(Pointing records)
- - -
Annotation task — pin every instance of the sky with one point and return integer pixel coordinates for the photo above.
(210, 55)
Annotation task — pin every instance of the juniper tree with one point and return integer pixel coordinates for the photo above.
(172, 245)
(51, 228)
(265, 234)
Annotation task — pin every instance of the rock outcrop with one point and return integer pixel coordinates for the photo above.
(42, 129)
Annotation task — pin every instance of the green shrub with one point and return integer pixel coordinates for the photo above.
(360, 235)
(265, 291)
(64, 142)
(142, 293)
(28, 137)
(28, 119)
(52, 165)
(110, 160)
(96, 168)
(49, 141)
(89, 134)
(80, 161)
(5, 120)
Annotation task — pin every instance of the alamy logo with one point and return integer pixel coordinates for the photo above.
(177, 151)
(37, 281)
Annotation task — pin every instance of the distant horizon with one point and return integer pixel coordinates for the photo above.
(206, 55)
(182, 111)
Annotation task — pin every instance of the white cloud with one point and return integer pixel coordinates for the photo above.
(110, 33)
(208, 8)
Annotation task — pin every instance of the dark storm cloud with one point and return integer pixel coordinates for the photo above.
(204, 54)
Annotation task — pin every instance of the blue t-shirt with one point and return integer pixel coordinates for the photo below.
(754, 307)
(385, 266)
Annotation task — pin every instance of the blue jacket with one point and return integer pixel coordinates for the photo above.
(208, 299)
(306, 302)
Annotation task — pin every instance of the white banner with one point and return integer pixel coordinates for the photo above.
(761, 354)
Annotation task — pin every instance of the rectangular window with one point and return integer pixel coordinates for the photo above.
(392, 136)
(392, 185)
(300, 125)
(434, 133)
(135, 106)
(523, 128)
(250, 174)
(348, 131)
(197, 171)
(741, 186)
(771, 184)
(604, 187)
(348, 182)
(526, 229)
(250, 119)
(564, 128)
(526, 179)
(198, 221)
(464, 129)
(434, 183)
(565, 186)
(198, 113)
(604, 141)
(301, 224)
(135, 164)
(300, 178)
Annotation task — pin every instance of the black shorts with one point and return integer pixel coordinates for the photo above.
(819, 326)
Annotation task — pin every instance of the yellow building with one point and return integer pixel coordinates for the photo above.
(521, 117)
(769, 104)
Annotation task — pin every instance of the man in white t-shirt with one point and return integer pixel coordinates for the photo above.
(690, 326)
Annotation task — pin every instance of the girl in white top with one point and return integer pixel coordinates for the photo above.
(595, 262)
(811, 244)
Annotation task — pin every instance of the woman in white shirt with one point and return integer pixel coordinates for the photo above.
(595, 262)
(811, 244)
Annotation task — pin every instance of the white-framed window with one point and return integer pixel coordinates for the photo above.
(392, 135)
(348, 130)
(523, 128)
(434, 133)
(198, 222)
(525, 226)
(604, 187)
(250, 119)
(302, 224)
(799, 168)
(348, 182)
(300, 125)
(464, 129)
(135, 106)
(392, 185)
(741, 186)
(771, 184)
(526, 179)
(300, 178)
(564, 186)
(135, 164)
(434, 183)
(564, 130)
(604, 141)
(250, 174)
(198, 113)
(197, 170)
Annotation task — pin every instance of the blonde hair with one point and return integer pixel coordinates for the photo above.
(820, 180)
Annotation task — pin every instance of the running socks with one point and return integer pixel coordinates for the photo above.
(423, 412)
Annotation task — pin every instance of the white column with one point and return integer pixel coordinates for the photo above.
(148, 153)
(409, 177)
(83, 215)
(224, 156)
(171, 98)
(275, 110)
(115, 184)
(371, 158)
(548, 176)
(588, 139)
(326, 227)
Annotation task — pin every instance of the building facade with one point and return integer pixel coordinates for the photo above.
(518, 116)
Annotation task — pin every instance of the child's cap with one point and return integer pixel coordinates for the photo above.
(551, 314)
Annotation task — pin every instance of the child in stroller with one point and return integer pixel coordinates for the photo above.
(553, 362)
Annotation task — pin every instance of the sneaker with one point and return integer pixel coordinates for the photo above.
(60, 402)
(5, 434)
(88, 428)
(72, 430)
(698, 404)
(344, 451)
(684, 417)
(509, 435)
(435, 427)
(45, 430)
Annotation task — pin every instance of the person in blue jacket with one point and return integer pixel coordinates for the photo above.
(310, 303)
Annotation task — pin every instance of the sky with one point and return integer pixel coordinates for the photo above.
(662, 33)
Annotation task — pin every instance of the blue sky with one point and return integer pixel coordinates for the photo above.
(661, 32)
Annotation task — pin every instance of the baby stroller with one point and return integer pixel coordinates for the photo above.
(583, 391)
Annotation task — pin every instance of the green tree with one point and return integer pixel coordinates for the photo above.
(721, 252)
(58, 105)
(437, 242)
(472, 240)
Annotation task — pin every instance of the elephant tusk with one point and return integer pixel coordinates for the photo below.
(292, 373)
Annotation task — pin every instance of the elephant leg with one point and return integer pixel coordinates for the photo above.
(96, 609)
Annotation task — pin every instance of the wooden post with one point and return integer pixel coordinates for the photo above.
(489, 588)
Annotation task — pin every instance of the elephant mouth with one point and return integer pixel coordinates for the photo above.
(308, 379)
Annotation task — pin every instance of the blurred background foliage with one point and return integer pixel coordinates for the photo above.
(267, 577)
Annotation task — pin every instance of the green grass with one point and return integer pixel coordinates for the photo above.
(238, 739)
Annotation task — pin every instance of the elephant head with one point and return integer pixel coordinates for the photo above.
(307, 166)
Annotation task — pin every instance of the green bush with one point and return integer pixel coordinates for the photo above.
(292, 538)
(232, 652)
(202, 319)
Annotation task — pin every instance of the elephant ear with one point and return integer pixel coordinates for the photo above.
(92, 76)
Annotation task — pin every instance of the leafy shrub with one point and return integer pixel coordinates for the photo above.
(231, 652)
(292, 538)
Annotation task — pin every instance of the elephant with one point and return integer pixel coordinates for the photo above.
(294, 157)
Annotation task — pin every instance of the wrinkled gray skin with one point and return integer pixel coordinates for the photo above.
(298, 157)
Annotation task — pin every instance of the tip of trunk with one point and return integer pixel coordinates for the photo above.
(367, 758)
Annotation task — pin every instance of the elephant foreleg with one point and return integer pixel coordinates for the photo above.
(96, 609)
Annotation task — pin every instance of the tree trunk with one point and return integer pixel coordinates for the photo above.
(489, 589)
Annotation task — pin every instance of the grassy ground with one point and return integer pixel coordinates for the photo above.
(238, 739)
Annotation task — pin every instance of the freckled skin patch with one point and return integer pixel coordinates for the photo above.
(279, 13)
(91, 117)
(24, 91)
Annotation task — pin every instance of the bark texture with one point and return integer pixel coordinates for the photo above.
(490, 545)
- - -
(STATED PROBLEM) Output each entry precisely as given.

(RESULT OF THIS EXERCISE)
Annotation task — pin every instance of the sky with one point and return integer pixel coordinates for the photo above.
(210, 55)
Annotation task — pin every instance of the juniper tree with one point and return integer pixel coordinates for the photo above.
(172, 245)
(51, 228)
(265, 234)
Annotation task — pin every instance of the rock outcrop with one point and return integer pixel coordinates for the photo above.
(42, 129)
Annotation task — pin every instance of the green shrub with one point and return integer pixel coordinates for the photo above.
(360, 235)
(265, 291)
(64, 142)
(142, 293)
(28, 137)
(28, 119)
(52, 165)
(110, 160)
(96, 168)
(49, 141)
(89, 134)
(80, 161)
(5, 120)
Annotation task — pin every instance of the alamy logo with one point and return integer pixel coordinates for the photo above.
(177, 151)
(37, 281)
Annotation task — pin every instance of the distant horizon with one point and return integer pixel coordinates for the photo above.
(206, 55)
(182, 111)
Annotation task — pin every instance of the white cloud with one point and return integer pixel coordinates for the photo above.
(110, 33)
(208, 8)
Annotation task — pin every instance of the dark storm cloud with one point and return integer pixel coordinates for the photo above.
(204, 54)
Annotation task — pin every instance of the blue t-shirt with one point and return integer pixel coordinates for the photo below.
(754, 307)
(385, 266)
Annotation task — pin every instance of the blue jacket with one point and return integer pixel coordinates for the photo above.
(208, 299)
(306, 302)
Annotation task — pin every instance of the white banner with one point and return integer pixel coordinates for the photo above.
(761, 354)
Annotation task — pin every instance of the rectangular window with one point and return integer pixel coordinates for the photo above.
(392, 136)
(392, 185)
(300, 125)
(434, 133)
(135, 106)
(523, 128)
(250, 174)
(348, 131)
(197, 171)
(741, 186)
(771, 184)
(604, 187)
(348, 182)
(526, 229)
(250, 119)
(564, 128)
(526, 179)
(198, 221)
(464, 129)
(434, 183)
(565, 186)
(198, 113)
(604, 141)
(301, 224)
(135, 164)
(300, 178)
Annotation task — pin every instance of the black shorts with one point and return integer pixel coordinates for the photo above.
(819, 326)
Annotation task — pin every instance of the yellow building with one point and return integer pixel coordinates for the photo above.
(521, 117)
(769, 104)
Annotation task — pin every instance of the man in white t-shirt with one point and return integer pixel coordinates for the photo above.
(690, 326)
Annotation task — pin every instance of the girl in white top with one point and return integer pixel coordinates for the photo above.
(595, 262)
(811, 244)
Annotation task — pin every instance of the woman in white shirt with one point and return integer pixel coordinates for the photo above.
(595, 262)
(811, 244)
Annotation task — pin every instance of the white-framed window with one point and return integer pixel coordinates for the photo above.
(392, 135)
(348, 130)
(523, 128)
(434, 133)
(198, 222)
(525, 226)
(604, 187)
(250, 119)
(302, 224)
(799, 168)
(348, 182)
(300, 125)
(464, 129)
(135, 106)
(392, 185)
(741, 186)
(771, 184)
(526, 179)
(300, 178)
(564, 186)
(135, 164)
(434, 183)
(564, 130)
(604, 141)
(250, 174)
(198, 113)
(197, 170)
Annotation task — pin every instance of the blonde hair with one point and return integer pixel coordinates for the photo above.
(820, 180)
Annotation task — pin every instance of the running socks with one point and return integer pixel coordinates for the photo above.
(423, 412)
Annotation task — pin every instance of the white column with one point and return integer pixel coordinates for the photo above.
(148, 153)
(409, 177)
(83, 215)
(224, 156)
(171, 98)
(275, 110)
(115, 184)
(371, 158)
(548, 176)
(588, 139)
(326, 227)
Annotation task — pin every instance of the building facade with one point and return integer pixel coordinates for the photo above.
(518, 116)
Annotation task — pin every instance of the child's cap with one point and return integer pixel coordinates for the photo above.
(551, 314)
Annotation task — pin every instance of the child in stroller with one point and return integer pixel coordinates for the photo above.
(553, 362)
Annotation task — pin every instance of the sneaker with one point and return integer pixel coordinates for the photo above.
(60, 402)
(5, 434)
(88, 428)
(72, 430)
(698, 404)
(344, 451)
(684, 417)
(509, 435)
(435, 427)
(45, 430)
Annotation task — pin every instance of the person in blue jacket with one point and return integer pixel coordinates for the photo above.
(310, 303)
Annotation task — pin every instance of the sky with one point and return integer pixel coordinates for the photo above.
(662, 33)
Annotation task — pin every instance of the blue sky with one point and return integer pixel coordinates for the photo above.
(661, 32)
Annotation task — pin every instance of the baby stroller with one point and return integer pixel coordinates for the photo above.
(583, 391)
Annotation task — pin every instance of the green tree with one point and return integer pixel coordinates for the photo above.
(721, 252)
(58, 105)
(437, 242)
(472, 240)
Annotation task — pin every instance of the elephant tusk with one point and return integer pixel coordinates for the photo below.
(292, 373)
Annotation task — pin every instance of the elephant leg with one point and return integer pixel coordinates for the photo above.
(96, 609)
Annotation task — pin every instance of the wooden post with one point and return integer pixel coordinates for the photo above.
(489, 588)
Annotation task — pin every instance of the elephant mouth with one point and return integer pixel coordinates for the photo above.
(308, 379)
Annotation task — pin every instance of the blurred background foliage with one point and return integer pixel coordinates for the photo above.
(267, 577)
Annotation task — pin every instance of the green grass with one point and return integer pixel coordinates for the photo above.
(238, 739)
Annotation task — pin every instance of the elephant head with one point and return integer pixel coordinates for the photo above.
(307, 166)
Annotation task — pin every instance of the green bush with one point and return integer pixel coordinates for the photo above.
(292, 538)
(232, 652)
(202, 319)
Annotation task — pin every instance of the elephant ear with one point and return integer pixel coordinates for the photo above.
(92, 76)
Annotation task — pin every instance of the leafy shrub with one point and return integer pixel coordinates for the photo above.
(231, 652)
(292, 538)
Annotation task — pin every instance of the elephant with one point and return integer pixel coordinates for the photo above.
(294, 157)
Annotation task — pin every instance of the wrinkled gray skin with one point and return integer pixel coordinates for the photo above.
(298, 157)
Annotation task — pin every instance of the tip of trunk with one point and return integer pixel coordinates for the photo above.
(367, 758)
Annotation task — pin every instance of the elephant foreleg with one point and return integer pixel coordinates for the photo above.
(96, 609)
Annotation task — pin every instance of the tree trunk with one point and return integer pixel coordinates for the photo above.
(489, 589)
Annotation task — pin every instance of the grassy ground with one point and return integer pixel coordinates for the photo above.
(238, 739)
Annotation task — pin every instance of the freckled skin patch with one point and return integer pixel coordinates for the photo above.
(279, 13)
(91, 117)
(24, 91)
Annotation task — pin every instance of the bark texture with one point and return integer pixel coordinates for the photo above.
(490, 545)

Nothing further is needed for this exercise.